**Exercise:**
Carry on the transcript below, the conversation about a soldier's wartime letters, picking up after its last line.

**Quoted text:**
..............................

Yes. There will come a point where his unit will get moved to Hawaii, but at but he'll spend most of the time in Prince Rupert, Canada.

Steve Buetow:

Which is just across the bay from Alaska.

Hans Buetow:

So he's military police up there. So he may have had an easier time saving

Cathy de Moll:

letters than my third day. In the battle of the bulge, he was move on the move, and he didn't receive a lot of the letters because most of his letters said, I haven't heard from you. I haven't heard from you. Oh, inter

Hans Buetow:

oh, interesting. Yeah. The we've found that the the talk about the reliability of the mail service is when did you get this, when did you not, is a really big topic. Actually, it's a great segue because we we always start with looking at the at the envelopes, and you haven't seen one of these yet. No.

Hans Buetow:

So go ahead and tell us what's on that.

Cathy de Moll:

Private Kenneth Buto, two thirty eighth MP company, A P 0997, Seattle, Washington.

..............................

**Data supplied:**
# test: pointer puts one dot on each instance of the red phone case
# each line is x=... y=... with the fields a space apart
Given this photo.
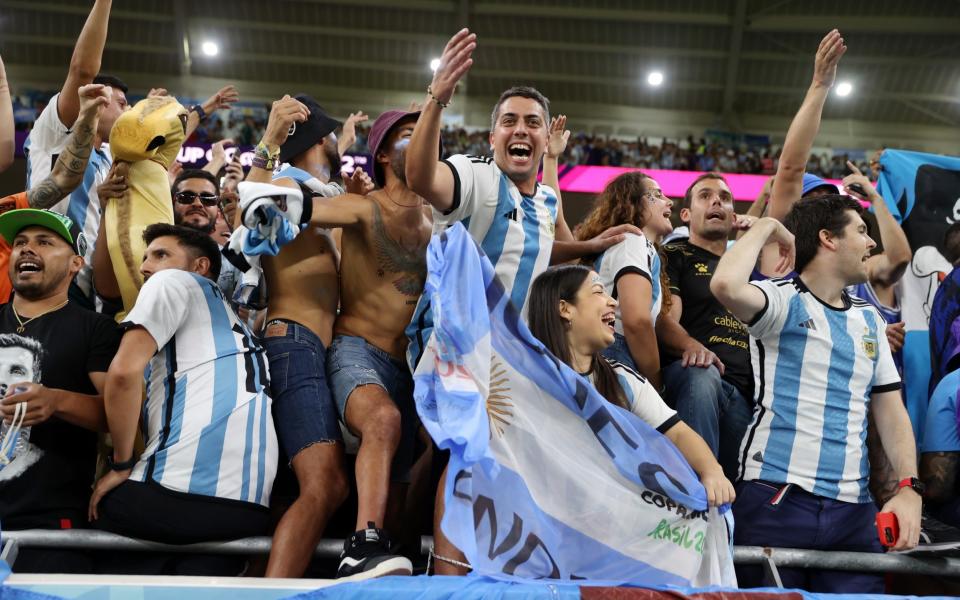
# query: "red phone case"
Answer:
x=888 y=529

..............................

**Right answer:**
Hans Buetow:

So that brings us to Tuesday, 11/17/1942. We're gonna, this is a short letter, so we're gonna move through two, and our second letter today is a bit of a doozy, but we're starting with Tuesday, 11/17/1942. So we are preparing for Thanksgiving. This is the frame of mind I want you in. And so this will be the first Thanksgiving without Ken and without Bud, who is Ken's stepbrother.

Hans Buetow:

Matt is the figurehead in the family.

Steve Buetow:

And Mattie's husband. Second husband.

Hans Buetow:

Yes. And that becomes important today because the first husband makes an appearance. We start with my darling Ken. It just wouldn't be Monday morning if I didn't get my letter. I was so happy to get it.

Hans Buetow:

I am always so thrilled. Yes. I can see where you're kept pretty busy, but you certainly are faithful in writing, and I appreciate it more than words can express. I miss you more and more each day, dear. And the reason that I asked you about Christmas toppers even before Thanksgiving is because her next paragraph is, we had said we wouldn't have a tree, but if you want us to, we will.

Hans Buetow:

But we would certainly be happy to have you here to enjoy it with us. It can't possibly be trimmed, however, the way you trim them. So don't see it in your mind's eye the way you fix them up.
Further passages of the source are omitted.